# What is needed
Reproduce the items below with every occurrence of "Batch labeling spec" swapped for "Annotation spec", leaving all other text and every box unchanged.

# Material for the task
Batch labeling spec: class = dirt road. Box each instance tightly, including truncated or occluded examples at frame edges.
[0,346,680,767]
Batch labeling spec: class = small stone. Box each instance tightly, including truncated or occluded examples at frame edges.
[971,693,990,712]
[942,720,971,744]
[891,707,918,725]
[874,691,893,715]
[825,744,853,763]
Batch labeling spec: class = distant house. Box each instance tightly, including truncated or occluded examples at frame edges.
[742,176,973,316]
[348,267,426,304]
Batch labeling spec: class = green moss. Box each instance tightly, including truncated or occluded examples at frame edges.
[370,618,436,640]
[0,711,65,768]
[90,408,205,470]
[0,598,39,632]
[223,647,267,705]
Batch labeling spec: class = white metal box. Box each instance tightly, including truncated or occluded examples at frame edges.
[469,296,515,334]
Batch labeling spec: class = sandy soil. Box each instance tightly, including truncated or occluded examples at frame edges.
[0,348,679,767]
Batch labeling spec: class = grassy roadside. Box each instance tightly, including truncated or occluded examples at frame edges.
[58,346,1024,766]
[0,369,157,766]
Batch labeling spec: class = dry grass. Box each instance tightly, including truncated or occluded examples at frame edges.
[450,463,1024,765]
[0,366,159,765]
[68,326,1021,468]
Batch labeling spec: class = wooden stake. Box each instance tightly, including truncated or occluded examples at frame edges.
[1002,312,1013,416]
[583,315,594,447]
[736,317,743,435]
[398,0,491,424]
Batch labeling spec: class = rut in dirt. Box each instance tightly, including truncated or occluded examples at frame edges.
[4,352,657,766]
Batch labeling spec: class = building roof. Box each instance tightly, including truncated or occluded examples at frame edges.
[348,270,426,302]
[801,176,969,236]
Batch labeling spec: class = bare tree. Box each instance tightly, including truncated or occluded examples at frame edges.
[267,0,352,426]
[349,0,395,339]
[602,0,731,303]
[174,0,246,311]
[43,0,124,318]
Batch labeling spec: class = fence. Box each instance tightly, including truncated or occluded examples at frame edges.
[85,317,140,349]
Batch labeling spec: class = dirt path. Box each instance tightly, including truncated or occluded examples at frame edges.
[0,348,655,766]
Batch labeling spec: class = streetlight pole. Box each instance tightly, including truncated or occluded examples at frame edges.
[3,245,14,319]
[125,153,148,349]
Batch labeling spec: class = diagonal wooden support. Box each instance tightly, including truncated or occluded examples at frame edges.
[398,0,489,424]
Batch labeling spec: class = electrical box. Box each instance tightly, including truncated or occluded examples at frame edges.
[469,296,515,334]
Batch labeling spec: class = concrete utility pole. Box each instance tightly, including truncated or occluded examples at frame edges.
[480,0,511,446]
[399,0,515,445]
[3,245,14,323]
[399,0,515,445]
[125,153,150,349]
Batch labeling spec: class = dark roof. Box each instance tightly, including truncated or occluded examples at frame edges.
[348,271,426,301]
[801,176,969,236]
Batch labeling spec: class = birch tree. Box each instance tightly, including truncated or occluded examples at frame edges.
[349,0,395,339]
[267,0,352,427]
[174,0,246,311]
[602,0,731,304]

# Result of this exercise
Annotation spec: class = dirt road. Box each instance tightly, including truncated or occluded examples at frame edges.
[0,346,680,767]
Annotation spec: class = small stone. Box each instance tightly, including truncated or occluded examples at frame edges.
[971,693,990,712]
[942,720,971,744]
[891,707,918,725]
[874,691,893,715]
[825,744,853,763]
Annotation spec: class = distant house. Box each instance tightly, including truncated or occluded examples at frame edges.
[742,176,973,316]
[348,267,426,304]
Annotation spec: class = green moss. Box each instance tightly, including truncated or occluded examples at frame edges.
[370,618,436,640]
[0,711,65,768]
[90,408,205,470]
[0,598,39,632]
[223,647,267,705]
Annotation spec: class = white metal box. Box each instance tightly, including truncated or occluded examples at frame edges.
[469,296,515,334]
Annotation spec: class = sandy soil. Box each instance tightly, including truncated or occluded examples at frame edges.
[0,348,679,767]
Annotation spec: class = grassy roadside. Box each instance tightly, including truncated or occluded examples at frame edges.
[58,346,1024,766]
[0,369,157,766]
Annotation spec: class = dry grass. Box each instance tightly, including truncated or occluded examples at frame edges.
[450,463,1024,765]
[0,366,159,765]
[68,326,1021,468]
Annotation spec: class = wooden stake. Box each instance tightly, including truncated or occluded examples at frame edges.
[1002,312,1013,416]
[583,315,594,447]
[736,317,743,435]
[398,0,491,424]
Annotation spec: class = rut in dirt. Box each instance tightly, including truncated or occluded examples at frame edges.
[4,352,657,766]
Annotation spec: class = building roof. Box each instance tightly, including truncated or occluded examples at frame edges.
[348,270,426,302]
[801,176,969,236]
Annotation spec: class = bare tree. Box each instance tightly, including truncated or occluded examples at frame edges.
[267,0,352,426]
[349,0,395,339]
[602,0,731,303]
[174,0,246,311]
[43,0,124,318]
Annotation spec: class = fence. Box each instance tightly, including truncated or occluded examples at frame edges.
[85,317,140,349]
Annotation spec: class = dirt path. Box each instance tightly, including truncated or occluded examples at frame edges.
[0,348,655,766]
Annotation spec: class = streetlight pole. Box each instance tightly, including truncated or occluded examples at frame edges.
[3,245,14,319]
[125,153,148,349]
Annotation spec: class = diagonal wooden support. Box each instance tightly, including truncated or occluded examples at frame edges.
[398,0,489,424]
Annotation spec: class = electrical box. Box each instance tightly, including truncated or occluded examples at frame edges.
[469,296,515,334]
Annotation spec: class = concrete utility pole. Box each instance tightly, including truncated or occluded examples at frame edges.
[480,0,511,446]
[399,0,515,445]
[3,245,14,323]
[399,0,515,445]
[125,153,150,349]
Annotation spec: class = dark roof. Box each instance tightly, including truncated or occluded examples at frame edges.
[348,271,426,301]
[801,176,969,236]
Annotation spec: class = birch tree. Box each instance tightly, including truncated or occluded examples at frame edges.
[349,0,395,339]
[267,0,352,427]
[174,0,246,311]
[602,0,731,304]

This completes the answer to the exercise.